**WORK REQUIRED:** Reproduce every entry exactly.
═══ INPUT MATERIAL
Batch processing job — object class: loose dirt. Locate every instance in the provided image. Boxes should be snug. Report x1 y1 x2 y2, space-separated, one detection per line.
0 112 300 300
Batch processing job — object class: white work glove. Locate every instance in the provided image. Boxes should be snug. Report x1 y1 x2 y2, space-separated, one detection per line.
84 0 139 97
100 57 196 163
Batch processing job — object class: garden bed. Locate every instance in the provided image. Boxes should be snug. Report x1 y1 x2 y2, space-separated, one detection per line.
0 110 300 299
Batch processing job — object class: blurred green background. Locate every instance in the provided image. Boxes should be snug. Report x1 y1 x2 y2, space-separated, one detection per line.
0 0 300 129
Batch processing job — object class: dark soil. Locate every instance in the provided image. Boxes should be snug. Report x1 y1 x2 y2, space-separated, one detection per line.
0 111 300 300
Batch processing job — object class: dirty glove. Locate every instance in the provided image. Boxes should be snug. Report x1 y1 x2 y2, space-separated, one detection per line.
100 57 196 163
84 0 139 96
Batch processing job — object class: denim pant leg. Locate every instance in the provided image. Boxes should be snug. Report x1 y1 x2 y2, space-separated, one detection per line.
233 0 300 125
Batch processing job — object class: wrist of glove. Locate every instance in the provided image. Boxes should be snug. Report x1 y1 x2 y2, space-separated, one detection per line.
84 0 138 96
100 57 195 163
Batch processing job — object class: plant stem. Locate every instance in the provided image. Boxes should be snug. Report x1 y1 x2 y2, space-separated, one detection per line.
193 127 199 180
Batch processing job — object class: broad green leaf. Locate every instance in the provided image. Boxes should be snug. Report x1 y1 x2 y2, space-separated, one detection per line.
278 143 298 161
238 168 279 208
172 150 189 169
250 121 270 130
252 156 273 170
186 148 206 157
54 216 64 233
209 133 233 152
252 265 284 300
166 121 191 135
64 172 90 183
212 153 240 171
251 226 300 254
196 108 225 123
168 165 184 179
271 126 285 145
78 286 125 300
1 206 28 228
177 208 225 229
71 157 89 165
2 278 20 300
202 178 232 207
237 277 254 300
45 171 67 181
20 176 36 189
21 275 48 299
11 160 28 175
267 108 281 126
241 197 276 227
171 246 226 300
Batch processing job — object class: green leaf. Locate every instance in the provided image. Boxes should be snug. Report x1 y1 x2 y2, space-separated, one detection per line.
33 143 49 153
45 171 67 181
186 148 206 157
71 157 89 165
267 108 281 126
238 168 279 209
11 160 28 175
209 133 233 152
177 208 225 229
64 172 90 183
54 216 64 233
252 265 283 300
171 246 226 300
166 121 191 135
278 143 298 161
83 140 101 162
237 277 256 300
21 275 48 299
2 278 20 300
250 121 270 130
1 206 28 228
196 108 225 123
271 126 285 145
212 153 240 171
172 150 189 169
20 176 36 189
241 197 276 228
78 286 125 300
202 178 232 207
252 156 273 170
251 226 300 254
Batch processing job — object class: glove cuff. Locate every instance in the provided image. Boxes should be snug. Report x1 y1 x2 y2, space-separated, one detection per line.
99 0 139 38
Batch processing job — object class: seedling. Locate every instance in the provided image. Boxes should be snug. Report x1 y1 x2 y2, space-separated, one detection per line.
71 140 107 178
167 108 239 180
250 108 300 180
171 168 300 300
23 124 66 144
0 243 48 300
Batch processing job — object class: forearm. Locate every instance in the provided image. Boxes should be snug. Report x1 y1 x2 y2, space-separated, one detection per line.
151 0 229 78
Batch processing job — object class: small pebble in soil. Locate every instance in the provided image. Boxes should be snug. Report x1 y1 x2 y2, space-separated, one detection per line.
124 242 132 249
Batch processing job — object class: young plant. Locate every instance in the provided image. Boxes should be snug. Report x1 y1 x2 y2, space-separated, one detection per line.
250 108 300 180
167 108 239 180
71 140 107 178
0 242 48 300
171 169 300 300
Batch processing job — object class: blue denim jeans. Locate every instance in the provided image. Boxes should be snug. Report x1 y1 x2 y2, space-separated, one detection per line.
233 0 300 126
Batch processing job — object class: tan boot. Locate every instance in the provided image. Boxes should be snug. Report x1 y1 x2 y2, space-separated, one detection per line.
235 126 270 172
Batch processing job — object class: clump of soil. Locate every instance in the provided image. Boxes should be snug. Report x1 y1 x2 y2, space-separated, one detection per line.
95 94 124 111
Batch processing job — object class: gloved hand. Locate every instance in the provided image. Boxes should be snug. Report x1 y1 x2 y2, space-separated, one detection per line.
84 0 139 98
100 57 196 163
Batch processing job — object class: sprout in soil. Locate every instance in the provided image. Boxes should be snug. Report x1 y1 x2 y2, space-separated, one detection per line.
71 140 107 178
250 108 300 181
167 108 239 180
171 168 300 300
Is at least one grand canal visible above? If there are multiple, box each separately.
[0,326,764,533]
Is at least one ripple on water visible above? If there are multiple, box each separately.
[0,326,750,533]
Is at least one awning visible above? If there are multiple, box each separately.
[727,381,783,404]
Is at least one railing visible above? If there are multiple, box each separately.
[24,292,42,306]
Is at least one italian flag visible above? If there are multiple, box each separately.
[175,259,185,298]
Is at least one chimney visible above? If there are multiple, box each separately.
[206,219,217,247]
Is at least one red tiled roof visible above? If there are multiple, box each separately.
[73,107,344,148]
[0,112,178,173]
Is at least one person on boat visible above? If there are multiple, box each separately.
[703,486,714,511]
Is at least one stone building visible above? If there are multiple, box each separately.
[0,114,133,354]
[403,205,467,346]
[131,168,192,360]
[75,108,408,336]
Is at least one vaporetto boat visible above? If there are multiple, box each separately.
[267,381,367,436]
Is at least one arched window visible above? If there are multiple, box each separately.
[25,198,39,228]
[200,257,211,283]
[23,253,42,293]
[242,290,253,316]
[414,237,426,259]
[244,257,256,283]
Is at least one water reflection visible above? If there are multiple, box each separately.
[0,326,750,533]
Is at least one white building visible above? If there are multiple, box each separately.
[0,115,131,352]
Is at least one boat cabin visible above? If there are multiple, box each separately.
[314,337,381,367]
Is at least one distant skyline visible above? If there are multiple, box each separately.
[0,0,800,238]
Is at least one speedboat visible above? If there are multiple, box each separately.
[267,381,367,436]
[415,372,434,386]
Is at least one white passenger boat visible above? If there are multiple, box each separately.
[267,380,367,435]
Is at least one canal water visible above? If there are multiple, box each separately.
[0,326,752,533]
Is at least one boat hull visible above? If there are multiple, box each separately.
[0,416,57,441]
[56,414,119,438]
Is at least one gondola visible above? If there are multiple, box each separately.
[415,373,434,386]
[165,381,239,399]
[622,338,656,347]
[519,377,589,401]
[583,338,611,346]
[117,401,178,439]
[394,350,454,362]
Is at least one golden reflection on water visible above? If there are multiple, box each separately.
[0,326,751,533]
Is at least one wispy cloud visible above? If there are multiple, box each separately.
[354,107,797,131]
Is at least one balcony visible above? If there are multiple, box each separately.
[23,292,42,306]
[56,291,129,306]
══════
**FINISHED ANSWER:**
Batch processing job — object class: loose dirt. Locate every instance in the provided image. Boxes should be snug. Report x1 y1 x2 y2, space-separated, one detection per line.
0 112 300 300
Batch processing job — object class: white work glove. Locate every instance in the provided image. Boxes should be snug. Report x1 y1 x2 y2, space-separated, one detection per line.
84 0 139 97
100 57 196 163
Batch processing job — object class: garden bed. Locate every instance in the provided image. Boxes should be snug. Report x1 y1 x2 y2, space-separated, one detection per line.
0 110 300 299
Batch processing job — object class: blurred green background. Locate every instance in the provided image. Boxes should be snug. Report x1 y1 x2 y2, space-separated, one detection per line.
0 0 300 129
Batch processing job — object class: dark soil. Locate every instance in the provided image. Boxes should be snug. Report x1 y1 x2 y2, space-separated, one detection per line.
0 111 300 300
Batch processing job — object class: dirty glove. Locate every instance in the provided image. Boxes should be snug. Report x1 y1 x2 y2, space-separated, one detection per line.
100 57 196 163
84 0 139 96
Batch processing job — object class: denim pant leg. Locate every instance in the provided image. Boxes should be snug. Report x1 y1 x2 y2, space-separated, one detection per line.
233 0 300 125
Batch processing job — object class: wrist of glove. Locate every instance in the provided image. Boxes should be snug. Report x1 y1 x2 y2, space-separated, one detection per line.
84 0 138 96
100 57 195 163
Batch processing job — object class: plant stem. Locate every instance in the provided image. Boxes should be snug. Report x1 y1 x2 y2, space-separated, one detection per line.
193 127 199 180
Batch processing job — object class: broad green leaf. Locate every instance in the provided image. Boxes should be snug. Report x1 y1 x2 y2, space-separated, one detection per line.
278 143 298 161
238 168 279 208
172 150 189 169
250 121 270 130
252 156 273 170
186 148 206 157
54 216 64 233
209 133 233 152
252 265 284 300
166 121 191 135
64 172 90 183
212 153 240 171
251 226 300 254
196 108 225 123
168 165 184 179
271 126 285 145
78 286 125 300
1 206 28 228
177 208 225 229
71 157 89 165
2 278 20 300
202 178 232 207
237 277 254 300
45 171 67 181
20 176 36 189
21 275 48 299
11 160 28 175
267 108 281 126
241 197 276 227
171 246 226 300
Batch processing job — object class: green leaf. Locate every instance in the provided image. Boxes should be snug. Report x1 y1 x2 y2, space-separated, one detection per line.
33 143 49 153
45 171 67 181
186 148 206 157
71 157 89 165
267 108 281 126
238 168 279 209
11 160 28 175
209 133 233 152
177 208 225 229
64 172 90 183
54 216 64 233
252 265 283 300
171 246 226 300
166 121 191 135
278 143 298 161
83 140 101 162
237 277 256 300
21 275 48 299
2 278 20 300
250 121 270 130
1 206 28 228
196 108 225 123
271 126 285 145
212 153 240 171
172 150 189 169
20 176 36 189
241 197 276 228
78 286 125 300
202 178 232 207
252 156 273 170
251 226 300 254
Batch processing job — object class: glove cuff. Locate every instance in the provided image. Boxes should be snug. Report x1 y1 x2 y2, space-separated, one detection per line.
99 0 139 38
Batch processing job — object class: seedling. Locate every instance in the provided image. Boxes should be snug. Report x1 y1 x2 y2, space-separated, one detection per line.
71 140 107 178
167 108 239 180
250 108 300 180
171 168 300 300
23 124 66 144
0 243 48 300
Batch processing job — object class: forearm. Locate every instance in the provided image. Boxes should be snug. Report x1 y1 x2 y2, space-separated, one detection per line.
151 0 229 78
Batch processing job — object class: small pebble in soil. Locate every instance in the provided image. Boxes should be snug. Report x1 y1 x2 y2, space-separated, one detection per line.
124 242 132 249
Batch processing job — object class: young plant. Locate every instance in the provided image. Boxes should be snug. Report x1 y1 x2 y2, space-separated, one detection per line.
250 108 300 180
167 108 239 180
71 140 107 178
0 242 48 300
171 169 300 300
Batch processing job — object class: blue denim jeans. Locate every instance in the provided image. Boxes should be snug. Report x1 y1 x2 y2, space-separated, one detection per line.
233 0 300 126
Batch processing job — object class: tan boot. Locate every instance in the provided image. Boxes should be snug. Report x1 y1 x2 y2, space-separated, one detection per line.
235 126 270 172
Batch processing job — object class: clump of soil. Locate every instance in the provided image. Boxes should be snug. Report x1 y1 x2 y2, space-separated, one detection per line.
95 94 124 111
Batch processing job — object class: gloved hand. Locate every instance in the provided image. Boxes should be snug. Report x1 y1 x2 y2, space-separated, one detection per line.
84 0 139 98
100 57 196 163
Batch processing job — object class: sprout in soil. Locate every instance in the provided image. Boxes should be snug. Report x1 y1 x2 y2, space-separated, one detection per line.
71 140 107 178
250 108 300 181
167 108 239 180
171 168 300 300
Is at least one grand canal visible above? If there are multiple, box each separately.
[0,326,764,533]
Is at least one ripple on water visible above? If there are multiple, box each separately.
[0,326,750,533]
Is at least one awning visible above? If there are multiple, box each separately.
[727,381,783,404]
Is at least one railing visible above? If there are multiple, box each separately.
[24,292,42,306]
Is at least one italian flag visible above? If there are multiple, box each separately.
[175,259,185,298]
Is at least one chimney visible above? If there are multiple, box each separately.
[206,219,217,247]
Is at least one red tiled roof visible above? If there are multiple, box each separately.
[73,107,344,148]
[0,112,178,173]
Is at least one person on boat visible above? If there are multiple, box each separately.
[703,486,714,511]
Is at least one stone building visible above? If there are multiple, box each separately.
[0,114,133,354]
[403,205,467,346]
[131,168,192,360]
[75,108,408,336]
Is at least one vaporetto boat visible above? If there are multiple, box each separately.
[267,381,367,436]
Is at least one arched window visible above? If there are multiple, box each separately.
[25,198,39,228]
[200,257,211,283]
[23,253,42,293]
[242,290,253,316]
[414,237,426,259]
[244,257,256,283]
Is at least one water reflection visible above? If there are multiple, box each separately.
[0,326,750,533]
Is at least one white building visible above? If there are multiple, box each separately.
[0,115,131,352]
Is at least one boat cabin visible above? If there are multiple, box each separately.
[314,337,381,367]
Is at least one distant skyline visible above? If there are multiple, box each separately.
[0,0,800,238]
Is at least one speedboat visible above? If there are multiple, box each separately.
[267,381,367,436]
[415,372,434,386]
Is at least one white passenger boat visible above? If there are multiple, box each separately.
[267,380,367,435]
Is at least one canal water visible above? If there are multiple, box each separately.
[0,326,752,533]
Is at least one boat hull visible above? If there are multiple, box each separately.
[0,416,57,441]
[56,414,119,438]
Is at least one gondola visible above? If there are multiple, box each separately.
[415,373,434,386]
[165,381,239,399]
[622,338,656,347]
[519,377,589,401]
[583,338,611,346]
[117,401,178,439]
[394,350,454,362]
Is at least one golden reflection on water visible above? If there are multiple, box each separately.
[0,326,751,533]
Is at least one wispy cloud visible above? If there are multiple, box each separately.
[354,107,797,131]
Is at least one balcony visible above? If there are multiple, box each separately.
[23,292,42,306]
[56,291,129,306]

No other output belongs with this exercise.